PROBLEM TO WORK ON. Starting at the line containing "in blue shirt" and ending at the last of the records, write the lines out again with "Verify" swapped for "Confirm" and everything else left as is. Omit the pictures.

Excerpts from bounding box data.
______________________________

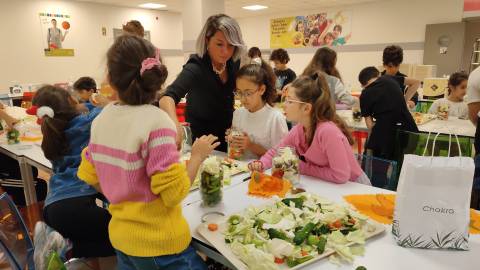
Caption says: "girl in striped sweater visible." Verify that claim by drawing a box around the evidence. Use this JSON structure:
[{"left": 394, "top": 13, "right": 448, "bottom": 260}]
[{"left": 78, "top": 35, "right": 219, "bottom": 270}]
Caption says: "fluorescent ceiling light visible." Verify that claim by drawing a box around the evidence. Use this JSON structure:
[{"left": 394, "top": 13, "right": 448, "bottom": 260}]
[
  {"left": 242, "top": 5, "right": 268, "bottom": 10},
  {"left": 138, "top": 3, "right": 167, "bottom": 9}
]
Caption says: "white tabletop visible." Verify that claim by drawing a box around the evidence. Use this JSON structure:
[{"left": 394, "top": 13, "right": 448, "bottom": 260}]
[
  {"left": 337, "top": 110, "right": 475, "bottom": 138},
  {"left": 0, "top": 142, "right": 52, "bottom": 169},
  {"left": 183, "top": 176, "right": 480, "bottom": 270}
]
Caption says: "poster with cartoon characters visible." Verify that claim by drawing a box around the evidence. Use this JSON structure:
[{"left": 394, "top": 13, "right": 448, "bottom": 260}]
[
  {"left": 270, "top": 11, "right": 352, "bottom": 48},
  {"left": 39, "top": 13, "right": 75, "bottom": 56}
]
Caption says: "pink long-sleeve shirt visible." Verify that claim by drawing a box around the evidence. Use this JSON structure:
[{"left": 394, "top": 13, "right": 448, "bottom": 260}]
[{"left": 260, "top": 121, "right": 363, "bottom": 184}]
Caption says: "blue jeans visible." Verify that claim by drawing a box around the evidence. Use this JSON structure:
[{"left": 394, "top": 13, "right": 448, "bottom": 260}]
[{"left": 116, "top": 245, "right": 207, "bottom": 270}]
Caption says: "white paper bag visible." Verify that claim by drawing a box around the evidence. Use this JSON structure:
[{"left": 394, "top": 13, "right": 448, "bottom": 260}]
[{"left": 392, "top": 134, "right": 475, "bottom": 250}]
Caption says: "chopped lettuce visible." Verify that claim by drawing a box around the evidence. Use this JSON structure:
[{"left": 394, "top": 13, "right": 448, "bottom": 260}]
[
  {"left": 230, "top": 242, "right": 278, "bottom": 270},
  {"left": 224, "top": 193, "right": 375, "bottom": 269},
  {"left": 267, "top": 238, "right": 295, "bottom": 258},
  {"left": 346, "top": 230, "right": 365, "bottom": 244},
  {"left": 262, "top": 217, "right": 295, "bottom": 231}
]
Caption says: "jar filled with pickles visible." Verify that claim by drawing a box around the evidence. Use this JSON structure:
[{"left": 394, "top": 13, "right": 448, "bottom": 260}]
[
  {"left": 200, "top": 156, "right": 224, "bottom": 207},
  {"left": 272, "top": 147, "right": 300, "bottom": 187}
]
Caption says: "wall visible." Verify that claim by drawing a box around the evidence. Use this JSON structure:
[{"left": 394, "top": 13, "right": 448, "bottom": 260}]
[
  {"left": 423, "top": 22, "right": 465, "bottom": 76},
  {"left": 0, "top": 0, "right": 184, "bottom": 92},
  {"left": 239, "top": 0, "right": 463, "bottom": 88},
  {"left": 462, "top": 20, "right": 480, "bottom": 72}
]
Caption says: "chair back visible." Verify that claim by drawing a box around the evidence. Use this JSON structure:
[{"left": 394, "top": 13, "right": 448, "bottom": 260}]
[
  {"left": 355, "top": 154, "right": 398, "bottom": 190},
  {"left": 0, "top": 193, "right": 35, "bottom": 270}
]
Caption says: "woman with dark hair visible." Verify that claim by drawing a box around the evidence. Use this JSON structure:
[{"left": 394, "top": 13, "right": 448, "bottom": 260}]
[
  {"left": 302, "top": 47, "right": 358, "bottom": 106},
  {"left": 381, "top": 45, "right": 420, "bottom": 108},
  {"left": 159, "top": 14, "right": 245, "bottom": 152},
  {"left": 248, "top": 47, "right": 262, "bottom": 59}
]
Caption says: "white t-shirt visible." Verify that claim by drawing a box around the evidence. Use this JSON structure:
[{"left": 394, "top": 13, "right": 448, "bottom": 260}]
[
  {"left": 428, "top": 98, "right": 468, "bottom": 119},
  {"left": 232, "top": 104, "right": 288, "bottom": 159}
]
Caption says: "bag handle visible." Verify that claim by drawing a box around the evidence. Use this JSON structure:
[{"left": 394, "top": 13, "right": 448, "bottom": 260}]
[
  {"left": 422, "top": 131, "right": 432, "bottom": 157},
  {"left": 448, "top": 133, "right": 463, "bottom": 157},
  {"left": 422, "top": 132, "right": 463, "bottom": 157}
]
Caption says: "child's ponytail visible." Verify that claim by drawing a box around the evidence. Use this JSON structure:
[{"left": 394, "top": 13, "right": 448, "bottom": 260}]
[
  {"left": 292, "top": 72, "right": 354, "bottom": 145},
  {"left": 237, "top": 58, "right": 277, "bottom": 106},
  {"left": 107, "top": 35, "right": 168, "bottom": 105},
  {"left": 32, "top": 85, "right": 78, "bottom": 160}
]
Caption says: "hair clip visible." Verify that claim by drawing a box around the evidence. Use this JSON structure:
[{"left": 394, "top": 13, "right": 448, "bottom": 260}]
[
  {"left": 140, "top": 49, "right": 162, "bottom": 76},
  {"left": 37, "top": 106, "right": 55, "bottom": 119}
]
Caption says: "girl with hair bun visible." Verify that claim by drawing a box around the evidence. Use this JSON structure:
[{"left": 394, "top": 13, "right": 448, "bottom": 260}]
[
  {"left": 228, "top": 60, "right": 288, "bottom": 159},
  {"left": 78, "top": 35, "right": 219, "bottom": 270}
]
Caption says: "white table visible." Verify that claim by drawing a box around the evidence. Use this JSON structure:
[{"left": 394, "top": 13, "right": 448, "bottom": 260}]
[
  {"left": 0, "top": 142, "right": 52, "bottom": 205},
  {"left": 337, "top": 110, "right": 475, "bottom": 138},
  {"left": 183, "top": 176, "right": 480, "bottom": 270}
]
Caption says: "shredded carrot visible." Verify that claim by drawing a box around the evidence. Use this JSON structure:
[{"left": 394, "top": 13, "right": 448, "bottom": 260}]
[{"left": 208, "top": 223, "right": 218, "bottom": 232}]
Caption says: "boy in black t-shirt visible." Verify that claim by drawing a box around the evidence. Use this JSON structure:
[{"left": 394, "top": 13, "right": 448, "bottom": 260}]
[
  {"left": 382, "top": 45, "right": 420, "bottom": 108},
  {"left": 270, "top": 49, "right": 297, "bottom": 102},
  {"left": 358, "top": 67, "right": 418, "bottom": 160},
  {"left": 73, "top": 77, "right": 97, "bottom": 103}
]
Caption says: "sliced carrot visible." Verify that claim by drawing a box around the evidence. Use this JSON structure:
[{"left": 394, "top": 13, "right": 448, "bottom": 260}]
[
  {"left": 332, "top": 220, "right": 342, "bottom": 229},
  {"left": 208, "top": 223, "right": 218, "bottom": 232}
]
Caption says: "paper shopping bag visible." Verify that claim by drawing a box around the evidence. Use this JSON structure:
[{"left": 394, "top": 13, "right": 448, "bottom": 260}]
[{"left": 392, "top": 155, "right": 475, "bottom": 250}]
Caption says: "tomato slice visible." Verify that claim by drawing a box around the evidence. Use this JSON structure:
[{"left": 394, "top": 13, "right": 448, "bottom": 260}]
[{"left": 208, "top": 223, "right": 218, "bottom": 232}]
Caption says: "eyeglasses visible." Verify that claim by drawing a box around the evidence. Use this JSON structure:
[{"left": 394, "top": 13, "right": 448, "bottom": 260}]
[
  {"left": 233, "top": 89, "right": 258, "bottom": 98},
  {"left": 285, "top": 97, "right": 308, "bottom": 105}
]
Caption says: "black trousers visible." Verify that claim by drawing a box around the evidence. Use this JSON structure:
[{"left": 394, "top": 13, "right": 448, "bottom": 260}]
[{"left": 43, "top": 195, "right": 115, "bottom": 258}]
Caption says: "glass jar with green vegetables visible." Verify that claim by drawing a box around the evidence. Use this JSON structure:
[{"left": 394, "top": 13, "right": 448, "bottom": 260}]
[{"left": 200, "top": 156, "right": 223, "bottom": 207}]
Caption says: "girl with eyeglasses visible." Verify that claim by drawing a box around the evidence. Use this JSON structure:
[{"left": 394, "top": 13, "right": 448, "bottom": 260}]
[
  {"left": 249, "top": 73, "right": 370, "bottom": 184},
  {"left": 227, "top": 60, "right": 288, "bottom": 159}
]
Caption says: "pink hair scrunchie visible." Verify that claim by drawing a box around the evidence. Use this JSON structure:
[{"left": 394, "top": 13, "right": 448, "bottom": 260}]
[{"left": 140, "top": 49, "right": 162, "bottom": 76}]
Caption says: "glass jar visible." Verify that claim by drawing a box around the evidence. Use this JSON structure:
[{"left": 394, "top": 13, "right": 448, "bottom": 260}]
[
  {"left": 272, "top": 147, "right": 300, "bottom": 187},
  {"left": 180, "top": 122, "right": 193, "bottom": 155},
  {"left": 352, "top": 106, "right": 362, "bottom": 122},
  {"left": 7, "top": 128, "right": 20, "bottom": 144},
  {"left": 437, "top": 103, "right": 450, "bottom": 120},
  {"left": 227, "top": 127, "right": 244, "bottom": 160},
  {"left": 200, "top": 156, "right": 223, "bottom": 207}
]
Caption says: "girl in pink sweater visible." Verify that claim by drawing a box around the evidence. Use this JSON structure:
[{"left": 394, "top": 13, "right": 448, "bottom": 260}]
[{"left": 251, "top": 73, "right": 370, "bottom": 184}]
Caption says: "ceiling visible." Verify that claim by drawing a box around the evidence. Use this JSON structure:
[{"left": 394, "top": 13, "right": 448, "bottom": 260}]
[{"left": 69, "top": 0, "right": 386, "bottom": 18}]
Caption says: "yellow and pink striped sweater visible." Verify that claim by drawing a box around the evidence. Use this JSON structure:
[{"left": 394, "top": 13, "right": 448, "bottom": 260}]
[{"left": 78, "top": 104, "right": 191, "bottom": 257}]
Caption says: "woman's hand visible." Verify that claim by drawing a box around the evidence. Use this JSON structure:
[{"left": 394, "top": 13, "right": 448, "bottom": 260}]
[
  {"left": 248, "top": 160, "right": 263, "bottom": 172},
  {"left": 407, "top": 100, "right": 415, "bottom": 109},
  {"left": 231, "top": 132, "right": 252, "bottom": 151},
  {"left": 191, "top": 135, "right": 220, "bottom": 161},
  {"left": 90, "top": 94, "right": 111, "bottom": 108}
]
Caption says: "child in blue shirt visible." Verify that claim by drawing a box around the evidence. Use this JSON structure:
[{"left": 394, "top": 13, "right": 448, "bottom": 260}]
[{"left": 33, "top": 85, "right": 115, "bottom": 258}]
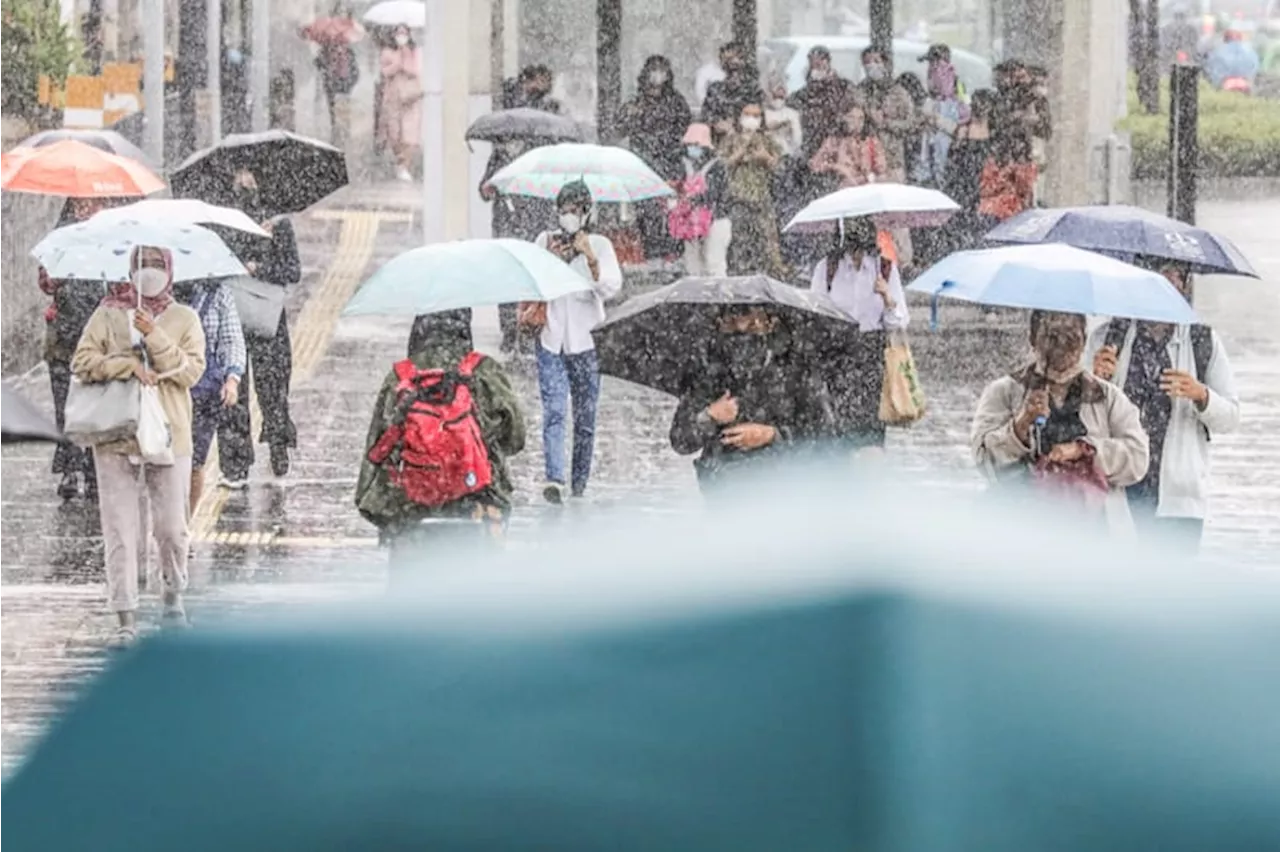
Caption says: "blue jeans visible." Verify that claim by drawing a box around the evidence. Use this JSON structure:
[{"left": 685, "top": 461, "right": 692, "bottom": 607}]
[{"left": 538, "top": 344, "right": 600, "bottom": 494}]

______________________________

SOLUTION FOR THIS EXERCISE.
Caption says: "child in blue shirt visible." Confirm that claim by drawing a box around the evidence. Use this JSON structure:
[{"left": 394, "top": 13, "right": 448, "bottom": 260}]
[{"left": 33, "top": 85, "right": 115, "bottom": 258}]
Caption says: "blue jeans visible." Confirm that claim by drawing a box around the evidence. Use this JSON structure:
[{"left": 685, "top": 461, "right": 692, "bottom": 607}]
[{"left": 538, "top": 344, "right": 600, "bottom": 494}]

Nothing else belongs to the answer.